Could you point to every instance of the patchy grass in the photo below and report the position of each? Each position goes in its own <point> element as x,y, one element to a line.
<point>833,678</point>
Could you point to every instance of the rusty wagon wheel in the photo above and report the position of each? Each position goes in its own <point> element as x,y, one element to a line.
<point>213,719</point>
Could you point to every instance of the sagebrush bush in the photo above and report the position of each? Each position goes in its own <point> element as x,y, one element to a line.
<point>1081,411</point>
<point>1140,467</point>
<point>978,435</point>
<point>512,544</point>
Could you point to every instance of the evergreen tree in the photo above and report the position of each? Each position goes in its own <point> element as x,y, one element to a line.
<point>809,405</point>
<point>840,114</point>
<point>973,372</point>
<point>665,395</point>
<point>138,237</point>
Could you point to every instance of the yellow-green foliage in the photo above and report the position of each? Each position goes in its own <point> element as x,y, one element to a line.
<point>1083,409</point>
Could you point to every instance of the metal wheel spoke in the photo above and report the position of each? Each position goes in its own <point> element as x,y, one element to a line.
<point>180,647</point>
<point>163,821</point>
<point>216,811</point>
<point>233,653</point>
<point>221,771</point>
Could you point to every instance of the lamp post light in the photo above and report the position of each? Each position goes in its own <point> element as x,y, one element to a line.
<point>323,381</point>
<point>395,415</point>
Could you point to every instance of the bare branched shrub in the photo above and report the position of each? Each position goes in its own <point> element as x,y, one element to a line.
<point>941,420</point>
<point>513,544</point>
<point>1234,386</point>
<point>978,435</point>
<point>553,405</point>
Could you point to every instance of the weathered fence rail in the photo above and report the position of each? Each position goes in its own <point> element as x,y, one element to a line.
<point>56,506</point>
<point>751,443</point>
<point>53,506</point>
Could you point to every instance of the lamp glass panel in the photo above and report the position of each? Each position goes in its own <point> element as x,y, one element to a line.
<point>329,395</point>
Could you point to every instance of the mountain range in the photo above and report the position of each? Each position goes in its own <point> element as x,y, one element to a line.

——

Give all of the rows above again with "instance" replaced by "occurrence" and nothing else changed.

Could you point to every occurrence of the patchy grass in the photo below and report the position of each? Each position goes in its own <point> element as x,y, one element to a line.
<point>833,678</point>
Could you point to every occurrence of the rusty wagon wheel in the photo above and report the position of each? Each position goes in its own <point> element as x,y, one element to a line.
<point>213,719</point>
Could you point to every occurrence of the sagebrush bush in the photo above and report the position of each? Each position goes in its own <point> element as x,y, one element to a line.
<point>1081,411</point>
<point>1140,467</point>
<point>978,435</point>
<point>512,544</point>
Could you point to every occurrence of the evergreen tree in the photo above and report the position of each? Each position goes in its own <point> element as x,y, one element to a line.
<point>809,405</point>
<point>840,114</point>
<point>973,372</point>
<point>665,395</point>
<point>138,237</point>
Could you point to every occurrence of the yellow-green foliage in the photo above and report the position of each? Each position goes in its own <point> element as x,y, one element to a line.
<point>1083,409</point>
Could you point to every occurrence of the metal wheel spoke in the photo above and report the position of each? Each position goes in its own <point> element as x,y, one element to a line.
<point>180,647</point>
<point>163,821</point>
<point>216,811</point>
<point>233,653</point>
<point>221,771</point>
Could you point to every occurrence of the lamp post light in the photo above and report the position of each? Each position goes in its own <point> element as x,y, one element to a line.
<point>323,381</point>
<point>395,415</point>
Could you point to every occurrence of the bare branched shrub in the photo above and report the position of each? Each position goes in its own <point> element as x,y, one element to a line.
<point>941,420</point>
<point>513,544</point>
<point>1234,386</point>
<point>978,435</point>
<point>553,405</point>
Could you point to every occurrence of the weathered fence rail in the photo above and report the position of each? Each position goes in its own <point> element as x,y, one element to a line.
<point>56,506</point>
<point>751,443</point>
<point>53,506</point>
Could you point to every occurrence of the lamp glass panel in the photo above and report the position of each? Each position goes in its own <point> element as x,y, one element to a line.
<point>329,395</point>
Could you point to every occurrence of the mountain range in the photo above and report the position of each? Each position goes in its own <point> element as x,y, one element to a line.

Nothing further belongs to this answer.